Extracted text —
Location-based Gaming: The Next Big Payday?

With the proliferation of mobile devices that come standard with location-aware and social features, it’s not surprising that game makers would embrace new technologies to provide gamers with experiences that leverage those abilities. A number of startups are trying to stay ahead of the game in social/local/mobile gaming; here are a few of the ones who appear to be doing it best so far.

Massive Damage’s Please Stay Calm is a zombie survival story that pits players against hordes of the undead, all from the devices they carry around in their pockets. The iPhone-only title launched in October of 2011, and the team is currently hard at work on an update that will allow large groups of players to battle one another for control of real world global landmarks. The company is also working on a web-based graphic novel to leverage the IP it created for the game.

Massive Damage CEO Ken Seto said in an interview that Please Stay Calm has been doing well since its debut. “Since launch, we’ve had 650K downloads, 2.4 million unique locations [where players checked in], 16 million checkins, and 17.3 million zombies destroyed,” he said. “On an average day, our players spend 53 percent more time playing our game than the industry average and they play 68 percent more frequently than the industry average [referring to time spent playing social games on iOS].”

Problem to work on — Decide whether each statement agrees with the article on location-based gaming, answering yes or no and quoting the article's deciding words. 1. Please Stay Calm launched in October 2011. 2. Please Stay Calm can be played on Android phones. 3. Players of Please Stay Calm had destroyed 16 million zombies. The material after this article is not needed.

Data block —
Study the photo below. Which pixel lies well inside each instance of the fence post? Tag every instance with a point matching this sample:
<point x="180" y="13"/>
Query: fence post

Worked solution —
1. Yes: "The iPhone-only title launched in October of 2011"
2. No: "The iPhone-only title"
3. No: "17.3 million zombies destroyed"